▸ EXTRACTED ENTRIES
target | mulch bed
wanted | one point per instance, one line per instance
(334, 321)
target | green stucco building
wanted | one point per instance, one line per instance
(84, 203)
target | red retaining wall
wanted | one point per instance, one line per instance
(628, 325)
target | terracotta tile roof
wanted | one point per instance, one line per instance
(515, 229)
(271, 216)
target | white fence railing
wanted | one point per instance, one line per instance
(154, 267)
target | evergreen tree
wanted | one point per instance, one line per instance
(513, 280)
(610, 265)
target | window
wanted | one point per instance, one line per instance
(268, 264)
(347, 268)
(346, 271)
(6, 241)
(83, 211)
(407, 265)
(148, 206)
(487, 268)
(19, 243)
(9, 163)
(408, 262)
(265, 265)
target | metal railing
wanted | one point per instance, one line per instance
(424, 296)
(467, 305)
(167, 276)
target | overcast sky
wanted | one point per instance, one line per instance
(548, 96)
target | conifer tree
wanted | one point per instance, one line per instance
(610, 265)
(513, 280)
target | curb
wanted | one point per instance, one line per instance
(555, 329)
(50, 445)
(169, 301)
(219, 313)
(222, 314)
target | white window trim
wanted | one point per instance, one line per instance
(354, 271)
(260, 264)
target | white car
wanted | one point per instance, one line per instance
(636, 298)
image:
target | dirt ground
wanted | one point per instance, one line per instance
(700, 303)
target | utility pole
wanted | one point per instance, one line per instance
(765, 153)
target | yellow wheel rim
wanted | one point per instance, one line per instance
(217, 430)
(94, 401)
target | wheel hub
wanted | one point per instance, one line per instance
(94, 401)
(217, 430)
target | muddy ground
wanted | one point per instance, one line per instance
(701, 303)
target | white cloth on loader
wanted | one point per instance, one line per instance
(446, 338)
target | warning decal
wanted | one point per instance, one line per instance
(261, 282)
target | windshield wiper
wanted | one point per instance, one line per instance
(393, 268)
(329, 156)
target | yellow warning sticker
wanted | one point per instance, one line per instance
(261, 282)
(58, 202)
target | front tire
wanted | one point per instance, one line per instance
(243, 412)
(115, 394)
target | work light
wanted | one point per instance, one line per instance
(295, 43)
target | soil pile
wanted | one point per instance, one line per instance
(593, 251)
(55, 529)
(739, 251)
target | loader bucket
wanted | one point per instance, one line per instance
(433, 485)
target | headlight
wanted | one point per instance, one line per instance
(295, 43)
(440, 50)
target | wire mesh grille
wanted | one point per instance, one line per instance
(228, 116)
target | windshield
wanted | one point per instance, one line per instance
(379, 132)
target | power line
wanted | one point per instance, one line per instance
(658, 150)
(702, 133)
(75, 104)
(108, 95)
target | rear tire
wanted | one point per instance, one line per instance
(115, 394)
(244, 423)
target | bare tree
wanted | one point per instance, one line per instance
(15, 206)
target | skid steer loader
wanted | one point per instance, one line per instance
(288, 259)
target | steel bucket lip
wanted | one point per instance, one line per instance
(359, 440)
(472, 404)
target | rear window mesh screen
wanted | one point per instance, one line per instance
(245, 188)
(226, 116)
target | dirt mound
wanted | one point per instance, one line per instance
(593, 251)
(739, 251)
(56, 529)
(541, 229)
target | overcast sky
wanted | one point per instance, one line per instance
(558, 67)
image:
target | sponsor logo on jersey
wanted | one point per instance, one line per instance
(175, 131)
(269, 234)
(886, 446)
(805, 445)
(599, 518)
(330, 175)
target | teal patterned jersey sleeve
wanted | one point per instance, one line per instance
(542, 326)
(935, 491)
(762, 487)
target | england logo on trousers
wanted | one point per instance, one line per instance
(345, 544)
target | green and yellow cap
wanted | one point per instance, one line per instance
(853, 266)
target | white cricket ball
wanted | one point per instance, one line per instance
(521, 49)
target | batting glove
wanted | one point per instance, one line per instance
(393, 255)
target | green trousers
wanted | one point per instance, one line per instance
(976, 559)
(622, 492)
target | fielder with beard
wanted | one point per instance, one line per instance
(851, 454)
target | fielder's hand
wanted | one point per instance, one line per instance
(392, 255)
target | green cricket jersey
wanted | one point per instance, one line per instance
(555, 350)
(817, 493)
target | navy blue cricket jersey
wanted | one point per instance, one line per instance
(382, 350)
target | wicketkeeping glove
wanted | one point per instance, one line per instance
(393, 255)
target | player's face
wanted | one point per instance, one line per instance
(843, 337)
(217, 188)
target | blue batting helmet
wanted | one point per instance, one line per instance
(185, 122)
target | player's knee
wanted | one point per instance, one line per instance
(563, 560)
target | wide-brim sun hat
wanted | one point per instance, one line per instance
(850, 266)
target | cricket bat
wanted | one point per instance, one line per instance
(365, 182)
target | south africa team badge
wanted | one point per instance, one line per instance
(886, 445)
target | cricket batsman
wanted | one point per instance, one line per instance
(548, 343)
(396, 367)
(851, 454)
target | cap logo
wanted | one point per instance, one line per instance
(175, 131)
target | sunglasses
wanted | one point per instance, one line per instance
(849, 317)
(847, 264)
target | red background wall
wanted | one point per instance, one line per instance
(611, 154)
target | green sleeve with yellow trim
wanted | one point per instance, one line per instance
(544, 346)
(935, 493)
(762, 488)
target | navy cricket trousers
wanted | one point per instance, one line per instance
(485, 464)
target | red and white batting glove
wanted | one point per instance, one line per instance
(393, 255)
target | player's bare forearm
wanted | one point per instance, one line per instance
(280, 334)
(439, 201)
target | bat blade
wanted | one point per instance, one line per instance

▸ STATED PROBLEM
Copy all of the data above line for line, leaving every character unchanged.

▸ OUTPUT FOR THIS TASK
target | mulch bed
wanted | one point per instance, one line per instance
(334, 321)
target | green stucco building
wanted | one point per instance, one line per instance
(84, 203)
target | red retaining wall
wanted | one point per instance, one line per instance
(628, 325)
target | terracotta tile roof
wanted | one point per instance, one line per instance
(515, 229)
(271, 216)
target | white fence railing
wanted | one point per instance, one line per instance
(154, 267)
target | evergreen tree
wanted | one point per instance, one line per instance
(513, 280)
(610, 265)
target | window
wanted | one point per instance, one line per instance
(268, 264)
(347, 268)
(346, 271)
(6, 241)
(83, 211)
(407, 265)
(148, 206)
(487, 268)
(19, 243)
(9, 163)
(408, 262)
(265, 265)
target | metal railing
wanted | one point per instance, one line per instance
(424, 296)
(467, 305)
(167, 276)
target | overcast sky
wanted | one point per instance, one line per instance
(548, 96)
target | conifer tree
wanted | one point per instance, one line per instance
(610, 265)
(513, 280)
target | curb
wanted | one point per instance, one line per instance
(555, 329)
(50, 445)
(169, 301)
(219, 313)
(222, 314)
target | white window trim
wanted | one point per instance, one line per instance
(354, 271)
(260, 264)
target | white car
wanted | one point per instance, one line per instance
(636, 298)
image:
target | dirt ground
wanted | one point per instance, one line per instance
(700, 303)
target | utility pole
wanted | one point per instance, one line per instance
(765, 153)
target | yellow wheel rim
wanted | one point per instance, one line per instance
(217, 430)
(94, 401)
target | wheel hub
wanted | one point per instance, one line per instance
(94, 401)
(217, 430)
target | muddy ground
wanted | one point per instance, one line per instance
(701, 303)
target | white cloth on loader
wanted | one point per instance, one line per instance
(446, 338)
target | warning decal
wanted | one point per instance, one line per instance
(261, 282)
target | windshield wiper
wanted | one point per instance, one line per instance
(393, 268)
(329, 156)
target | yellow warning sticker
wanted | one point per instance, one line per instance
(261, 282)
(58, 202)
target | front tire
wanted | one point per instance, one line per instance
(243, 412)
(115, 394)
target | work light
wanted | one point per instance, one line per instance
(295, 43)
target | soil pile
wanted | one point per instance, one line per instance
(593, 251)
(55, 529)
(739, 251)
target | loader bucket
wanted | one point per instance, one line per instance
(433, 485)
target | headlight
wanted | one point per instance, one line per instance
(295, 43)
(440, 50)
target | wire mesh grille
wanted | one point per instance, one line per instance
(228, 116)
target | windshield
wanted | one point per instance, one line per instance
(379, 132)
target | power line
wanted | one point per instance, one line per instance
(658, 150)
(702, 133)
(75, 104)
(108, 95)
target | rear tire
wanted | one point per instance, one line per instance
(115, 394)
(244, 423)
target | bare tree
wanted | one point per instance, one line per instance
(15, 206)
target | skid steer loader
wanted | one point per instance, one line per instance
(288, 259)
target | steel bucket lip
wanted | one point per instance, one line per instance
(359, 440)
(472, 404)
target | rear window mesh screen
wanted | one point per instance, one line per instance
(245, 188)
(226, 116)
target | dirt mound
wanted | one point per instance, one line per instance
(593, 251)
(739, 251)
(56, 529)
(541, 229)
target | overcast sky
wanted | one point per instance, one line per instance
(558, 67)
image:
target | sponsor logo on jersey
wanted | one point per instance, one line per instance
(175, 131)
(269, 234)
(886, 446)
(805, 445)
(599, 518)
(330, 175)
target | teal patterned jersey sleeve
wanted | one point per instance, one line per instance
(542, 326)
(935, 491)
(762, 487)
target | england logo on trousers
wanted | one point per instance, one line per instance
(345, 544)
target | green and yellow cap
wanted | one point per instance, one line per instance
(853, 266)
target | white cricket ball
wanted | one point per instance, one line per instance
(521, 49)
target | batting glove
wanted | one point per instance, one line per instance
(393, 255)
target | green trousers
wanted | one point per instance, one line per instance
(976, 559)
(622, 492)
target | fielder with beard
wanted | one point per instance, one line per instance
(851, 454)
target | fielder's hand
wanted | one point per instance, one line per instance
(392, 255)
target | green cricket jersey
wanted | one point per instance, one line per instance
(555, 350)
(817, 493)
target | navy blue cricket jersey
wanted | one point per instance, one line per instance
(382, 350)
target | wicketkeeping glove
wanted | one point per instance, one line per instance
(393, 255)
target | player's face
wanted | one point per instance, one line per instance
(843, 337)
(217, 188)
target | blue batting helmet
wanted | one point per instance, one line per instance
(185, 122)
target | player's knee
wanted | one point per instance, one line per instance
(563, 560)
target | wide-brim sun hat
wanted | one point per instance, one line per instance
(850, 266)
target | cricket bat
wanted | one point per instance, one line per instance
(365, 182)
target | south africa team badge
wanted | one point per instance, one line per instance
(886, 445)
target | cricket batsman
wanted | one point per instance, one line per instance
(548, 343)
(396, 367)
(851, 454)
target | cap logo
wanted | one point per instance, one line per instance
(175, 131)
target | sunglasses
wanted | one point per instance, one line per instance
(849, 317)
(847, 264)
target | red background wall
wanted | one point per instance, one line per instance
(611, 154)
target | green sleeve with yellow trim
wanted | one point per instance, one line per instance
(544, 346)
(935, 493)
(762, 488)
target | navy cricket trousers
wanted | one point per instance, one line per instance
(485, 464)
target | red and white batting glove
wanted | one point per instance, one line per instance
(393, 255)
target | player's bare forearm
wanted | one point per instance, one line per instance
(280, 334)
(439, 201)
target | bat blade
wanted | one point per instance, one line per instance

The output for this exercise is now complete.